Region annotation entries
— start —
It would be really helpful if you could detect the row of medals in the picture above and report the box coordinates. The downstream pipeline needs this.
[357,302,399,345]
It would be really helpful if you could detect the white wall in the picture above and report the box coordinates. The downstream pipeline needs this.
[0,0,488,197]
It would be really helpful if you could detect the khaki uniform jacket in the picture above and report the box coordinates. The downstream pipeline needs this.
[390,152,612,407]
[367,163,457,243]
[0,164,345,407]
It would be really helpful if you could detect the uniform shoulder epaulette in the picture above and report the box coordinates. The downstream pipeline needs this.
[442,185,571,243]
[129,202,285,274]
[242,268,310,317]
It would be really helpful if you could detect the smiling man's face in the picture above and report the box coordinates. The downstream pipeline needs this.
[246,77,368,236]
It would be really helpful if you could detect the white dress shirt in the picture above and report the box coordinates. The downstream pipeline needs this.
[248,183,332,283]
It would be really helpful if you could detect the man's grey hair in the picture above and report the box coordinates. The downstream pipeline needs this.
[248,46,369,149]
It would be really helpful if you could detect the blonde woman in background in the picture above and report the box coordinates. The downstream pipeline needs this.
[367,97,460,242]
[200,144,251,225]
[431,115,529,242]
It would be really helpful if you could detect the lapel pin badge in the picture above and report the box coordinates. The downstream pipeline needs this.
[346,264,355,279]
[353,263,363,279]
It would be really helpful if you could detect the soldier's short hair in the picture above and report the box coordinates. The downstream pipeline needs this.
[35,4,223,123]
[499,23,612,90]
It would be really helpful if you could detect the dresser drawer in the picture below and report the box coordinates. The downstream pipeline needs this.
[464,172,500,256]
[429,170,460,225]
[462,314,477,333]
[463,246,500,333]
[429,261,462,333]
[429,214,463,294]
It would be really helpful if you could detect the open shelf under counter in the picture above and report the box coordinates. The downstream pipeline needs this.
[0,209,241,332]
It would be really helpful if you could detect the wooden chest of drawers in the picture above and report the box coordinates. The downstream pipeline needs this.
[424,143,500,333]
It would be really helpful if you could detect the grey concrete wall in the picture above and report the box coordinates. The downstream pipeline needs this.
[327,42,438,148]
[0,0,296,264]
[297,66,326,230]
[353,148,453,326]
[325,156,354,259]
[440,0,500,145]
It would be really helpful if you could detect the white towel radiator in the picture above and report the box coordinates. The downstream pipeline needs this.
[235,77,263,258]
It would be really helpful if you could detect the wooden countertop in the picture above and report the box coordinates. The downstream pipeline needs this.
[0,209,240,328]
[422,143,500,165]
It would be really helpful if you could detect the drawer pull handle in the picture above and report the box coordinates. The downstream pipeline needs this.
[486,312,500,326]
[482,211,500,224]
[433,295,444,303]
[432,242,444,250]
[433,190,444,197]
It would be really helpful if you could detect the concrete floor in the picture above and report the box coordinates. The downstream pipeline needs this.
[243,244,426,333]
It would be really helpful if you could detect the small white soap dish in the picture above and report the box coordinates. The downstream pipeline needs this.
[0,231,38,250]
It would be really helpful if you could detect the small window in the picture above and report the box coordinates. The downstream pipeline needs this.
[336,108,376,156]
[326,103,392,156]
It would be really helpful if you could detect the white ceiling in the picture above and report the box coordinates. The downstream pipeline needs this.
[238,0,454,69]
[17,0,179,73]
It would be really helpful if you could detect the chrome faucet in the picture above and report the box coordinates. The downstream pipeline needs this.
— end —
Work required
Write out all of the data above again, replacing each "report the box coordinates" with "give the bounding box" and keeping everything else the same.

Task answer
It would be really helpful if you could detect the row of medals in the picture above and give the bounding box. The downstream pipeline needs this.
[357,302,399,345]
It would be really helpful if you could detect the white wall in the picture above and give the bounding box. The downstream pipeline needs this.
[0,0,488,197]
It would be really helpful if you could detect the khaki uniform jacket in the picture above and give the bounding box. The downstream pipeline needs this.
[390,152,612,407]
[367,163,457,243]
[0,164,345,407]
It would be really helpful if you could detect the uniform shoulder epaulette in the picture above and give the bounding box. The downstream pipeline needs this.
[442,185,571,243]
[129,202,285,274]
[242,268,310,317]
It would be really helpful if you could detect the smiling man's face in the picture above and give the bounding box. The downstream pipeline needs this.
[246,77,368,236]
It would be really helpful if you could detect the white dress shirt in the picture above and give the bounding box. The downstream pipeline needs this.
[248,183,332,283]
It would be really helpful if you could detect the man's grey hair in the picture above and give the bounding box. The downstream pipeline needs this.
[248,46,369,149]
It would be really helpful if you could detect the blonde woman in background in the picture above and give the bounding box. The downstream pipeline needs this.
[367,97,460,242]
[200,144,251,225]
[431,115,529,242]
It would be really helpful if you could detect the lapel pin badge in the picture above and give the bounding box. The downstream pipeline needs this.
[346,264,355,279]
[353,263,363,279]
It would be really helpful if you could detect the soldier's short hair in the picture above and give the bounding box. The downstream pipeline needs this.
[35,4,223,123]
[499,23,612,90]
It would be really helpful if you could detect the dresser drawer in the picture below and give the bounding box. The downstream pipeline needs this.
[464,172,500,256]
[429,170,460,225]
[462,314,477,333]
[463,246,500,333]
[429,261,462,333]
[429,214,463,294]
It would be really helpful if you could detect the open shelf under counter in the picture above and give the bounding box. The downstream pipeline needs this.
[0,209,241,332]
It would be really helpful if you could detect the wooden chest of drawers in the picture above and give the bounding box. The downstream pipeline needs this.
[424,143,500,333]
It would be really helpful if you could detect the grey concrete wall in the picture above and give the bounding box. The downstream pipeline needs this.
[327,42,438,148]
[0,0,296,264]
[297,66,326,230]
[353,148,453,326]
[325,156,354,259]
[440,0,500,145]
It would be really helpful if you could detect the white towel radiator in the picture above and give the bounding box. The downstream pipeline needs this.
[235,77,263,258]
It would be really helpful if you could detect the wooden countertop in the picture above and give the bounding box. The downstream pipeline needs this.
[0,209,240,328]
[422,143,500,165]
It would be really helpful if you could detect the drawer pull handle in the picture above and give the bounding box. The downstream pipeline needs this.
[486,312,500,326]
[482,211,500,224]
[433,295,444,303]
[432,242,444,250]
[433,190,444,197]
It would be really helpful if you could detect the concrete floor in the picture above and give the bounding box. The downstream pipeline needs this.
[243,244,426,333]
It would be really helpful if you could detect the small white soap dish in the picture above and give the bounding box. The downstream pipeline needs this.
[0,231,38,250]
It would be really helpful if you could detect the small window in the picture above and give the bounding box. The downstream pipeline needs this.
[336,108,376,156]
[326,103,392,156]
It would be really helpful if you could detect the white ceiling in the picture above and give the bounding box. The downstream pipeline needs this.
[238,0,454,69]
[17,0,179,73]
It would be really helpful if you could detect the chrome faucet in the picture above and give the bounding box. The downstream pipeline needs this.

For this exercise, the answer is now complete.